**PROBLEM DESCRIPTION:**
From the rows below, keep only the lines that contain the string "coastline" and copy each one unchanged.

**WORKING DATA:**
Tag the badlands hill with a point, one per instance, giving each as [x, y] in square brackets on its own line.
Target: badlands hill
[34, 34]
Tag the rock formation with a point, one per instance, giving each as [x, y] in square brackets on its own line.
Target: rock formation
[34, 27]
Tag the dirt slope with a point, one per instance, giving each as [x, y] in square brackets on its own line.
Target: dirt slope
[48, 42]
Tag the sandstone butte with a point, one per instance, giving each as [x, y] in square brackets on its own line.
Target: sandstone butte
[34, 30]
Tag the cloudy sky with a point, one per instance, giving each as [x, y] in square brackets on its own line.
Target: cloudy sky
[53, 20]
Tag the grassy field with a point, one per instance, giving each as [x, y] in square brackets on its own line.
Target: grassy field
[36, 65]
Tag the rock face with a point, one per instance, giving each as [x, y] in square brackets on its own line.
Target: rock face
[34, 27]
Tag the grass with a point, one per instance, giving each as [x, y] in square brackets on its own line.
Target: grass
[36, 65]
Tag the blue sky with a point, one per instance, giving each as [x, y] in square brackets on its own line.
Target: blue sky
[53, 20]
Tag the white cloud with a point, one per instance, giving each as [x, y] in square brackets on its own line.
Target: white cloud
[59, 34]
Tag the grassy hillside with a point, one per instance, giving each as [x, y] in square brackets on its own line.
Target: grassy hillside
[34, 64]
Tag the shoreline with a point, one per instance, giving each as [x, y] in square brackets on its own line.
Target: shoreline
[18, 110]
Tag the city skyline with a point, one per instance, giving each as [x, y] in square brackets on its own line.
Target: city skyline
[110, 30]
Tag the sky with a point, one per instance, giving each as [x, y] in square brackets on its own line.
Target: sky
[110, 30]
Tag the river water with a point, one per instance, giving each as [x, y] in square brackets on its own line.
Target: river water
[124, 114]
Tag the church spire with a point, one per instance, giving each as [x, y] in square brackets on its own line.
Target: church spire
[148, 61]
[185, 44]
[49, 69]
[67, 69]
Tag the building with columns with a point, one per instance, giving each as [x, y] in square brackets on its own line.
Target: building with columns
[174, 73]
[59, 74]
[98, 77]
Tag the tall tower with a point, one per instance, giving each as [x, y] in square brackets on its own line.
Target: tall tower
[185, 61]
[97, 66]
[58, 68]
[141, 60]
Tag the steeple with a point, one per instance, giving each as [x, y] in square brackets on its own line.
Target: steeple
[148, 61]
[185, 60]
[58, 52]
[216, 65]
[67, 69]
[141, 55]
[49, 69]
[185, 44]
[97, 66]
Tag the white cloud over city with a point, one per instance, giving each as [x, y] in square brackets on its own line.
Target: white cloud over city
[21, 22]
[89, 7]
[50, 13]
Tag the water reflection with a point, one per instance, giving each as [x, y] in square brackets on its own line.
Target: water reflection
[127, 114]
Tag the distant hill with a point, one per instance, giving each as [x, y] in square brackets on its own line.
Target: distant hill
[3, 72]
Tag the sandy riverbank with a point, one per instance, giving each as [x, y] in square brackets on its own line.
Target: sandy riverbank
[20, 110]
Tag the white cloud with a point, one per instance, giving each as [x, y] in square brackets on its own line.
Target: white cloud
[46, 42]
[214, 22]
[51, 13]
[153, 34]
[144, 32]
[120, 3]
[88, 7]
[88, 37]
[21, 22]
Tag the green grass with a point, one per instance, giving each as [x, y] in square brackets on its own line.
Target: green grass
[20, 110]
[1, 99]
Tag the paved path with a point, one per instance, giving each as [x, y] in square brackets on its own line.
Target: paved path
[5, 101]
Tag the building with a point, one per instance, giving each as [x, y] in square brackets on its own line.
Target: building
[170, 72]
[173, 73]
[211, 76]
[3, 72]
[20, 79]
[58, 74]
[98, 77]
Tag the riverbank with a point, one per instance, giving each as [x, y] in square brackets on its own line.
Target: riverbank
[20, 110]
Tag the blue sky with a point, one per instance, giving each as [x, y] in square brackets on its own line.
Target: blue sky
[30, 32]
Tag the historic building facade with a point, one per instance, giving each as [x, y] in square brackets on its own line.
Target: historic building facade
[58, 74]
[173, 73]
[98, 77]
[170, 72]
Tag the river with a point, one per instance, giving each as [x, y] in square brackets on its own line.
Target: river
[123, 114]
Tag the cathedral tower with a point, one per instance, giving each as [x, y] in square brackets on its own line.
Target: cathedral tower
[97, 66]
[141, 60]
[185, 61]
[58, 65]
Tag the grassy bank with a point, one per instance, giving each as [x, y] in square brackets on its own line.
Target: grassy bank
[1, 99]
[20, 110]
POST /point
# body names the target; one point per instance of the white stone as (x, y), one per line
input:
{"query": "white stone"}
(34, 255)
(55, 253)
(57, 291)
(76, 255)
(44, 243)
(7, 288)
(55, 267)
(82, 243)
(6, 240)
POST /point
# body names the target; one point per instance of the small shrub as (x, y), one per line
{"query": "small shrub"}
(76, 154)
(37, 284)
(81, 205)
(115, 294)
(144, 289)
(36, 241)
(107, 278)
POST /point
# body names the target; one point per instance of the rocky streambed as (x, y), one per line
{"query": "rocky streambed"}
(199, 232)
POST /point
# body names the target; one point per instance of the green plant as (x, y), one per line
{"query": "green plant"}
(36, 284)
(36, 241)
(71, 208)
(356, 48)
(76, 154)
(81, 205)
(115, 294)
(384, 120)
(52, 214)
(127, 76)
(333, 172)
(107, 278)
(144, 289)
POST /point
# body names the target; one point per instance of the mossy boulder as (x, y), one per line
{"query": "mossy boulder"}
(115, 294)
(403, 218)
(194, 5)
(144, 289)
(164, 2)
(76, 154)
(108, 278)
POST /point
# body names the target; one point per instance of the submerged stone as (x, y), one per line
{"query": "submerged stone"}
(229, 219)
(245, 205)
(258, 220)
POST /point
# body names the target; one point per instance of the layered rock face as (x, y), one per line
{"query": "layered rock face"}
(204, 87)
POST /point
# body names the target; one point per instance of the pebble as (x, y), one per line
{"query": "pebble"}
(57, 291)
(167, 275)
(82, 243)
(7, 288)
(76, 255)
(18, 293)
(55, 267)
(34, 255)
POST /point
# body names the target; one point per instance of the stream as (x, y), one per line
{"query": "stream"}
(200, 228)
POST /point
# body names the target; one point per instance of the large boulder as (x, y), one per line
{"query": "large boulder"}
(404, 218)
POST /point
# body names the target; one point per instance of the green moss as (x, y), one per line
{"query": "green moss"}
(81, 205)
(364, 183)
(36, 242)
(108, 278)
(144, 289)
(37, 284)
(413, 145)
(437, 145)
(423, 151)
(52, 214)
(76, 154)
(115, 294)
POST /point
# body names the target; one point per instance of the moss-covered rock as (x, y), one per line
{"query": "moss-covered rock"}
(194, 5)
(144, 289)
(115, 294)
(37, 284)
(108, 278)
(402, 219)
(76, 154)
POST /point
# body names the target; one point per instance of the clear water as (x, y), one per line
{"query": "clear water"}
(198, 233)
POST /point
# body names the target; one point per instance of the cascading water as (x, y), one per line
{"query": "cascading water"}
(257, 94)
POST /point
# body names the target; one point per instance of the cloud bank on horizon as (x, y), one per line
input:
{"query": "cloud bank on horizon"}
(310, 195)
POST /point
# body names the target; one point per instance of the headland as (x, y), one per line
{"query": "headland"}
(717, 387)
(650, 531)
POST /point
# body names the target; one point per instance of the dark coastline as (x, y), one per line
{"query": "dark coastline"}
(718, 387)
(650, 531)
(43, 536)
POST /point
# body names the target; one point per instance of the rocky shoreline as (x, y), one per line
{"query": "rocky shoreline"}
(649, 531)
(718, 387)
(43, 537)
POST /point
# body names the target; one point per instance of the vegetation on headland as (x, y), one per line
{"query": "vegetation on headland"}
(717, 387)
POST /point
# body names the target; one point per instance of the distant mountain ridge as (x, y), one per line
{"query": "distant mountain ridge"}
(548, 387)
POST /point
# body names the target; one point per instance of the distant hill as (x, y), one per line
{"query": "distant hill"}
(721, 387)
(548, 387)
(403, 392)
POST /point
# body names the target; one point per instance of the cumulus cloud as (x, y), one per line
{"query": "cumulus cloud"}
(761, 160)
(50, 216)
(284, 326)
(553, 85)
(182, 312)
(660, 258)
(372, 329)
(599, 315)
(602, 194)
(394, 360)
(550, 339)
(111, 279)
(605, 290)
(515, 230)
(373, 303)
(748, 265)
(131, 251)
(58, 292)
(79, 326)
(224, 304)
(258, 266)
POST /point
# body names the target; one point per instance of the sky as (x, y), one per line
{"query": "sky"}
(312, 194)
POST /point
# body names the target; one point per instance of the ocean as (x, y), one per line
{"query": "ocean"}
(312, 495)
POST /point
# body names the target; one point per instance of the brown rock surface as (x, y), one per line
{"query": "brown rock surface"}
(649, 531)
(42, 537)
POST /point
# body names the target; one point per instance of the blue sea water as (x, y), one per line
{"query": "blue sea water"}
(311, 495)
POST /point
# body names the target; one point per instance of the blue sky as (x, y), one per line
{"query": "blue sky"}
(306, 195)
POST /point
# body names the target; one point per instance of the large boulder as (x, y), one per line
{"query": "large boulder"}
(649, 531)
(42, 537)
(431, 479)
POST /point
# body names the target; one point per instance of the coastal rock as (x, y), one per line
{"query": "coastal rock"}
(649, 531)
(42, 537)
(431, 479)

**THE COMPLETED TASK:**
# body names the target; one point per instance of the dark coastline as (x, y), one per line
{"query": "dark coastline"}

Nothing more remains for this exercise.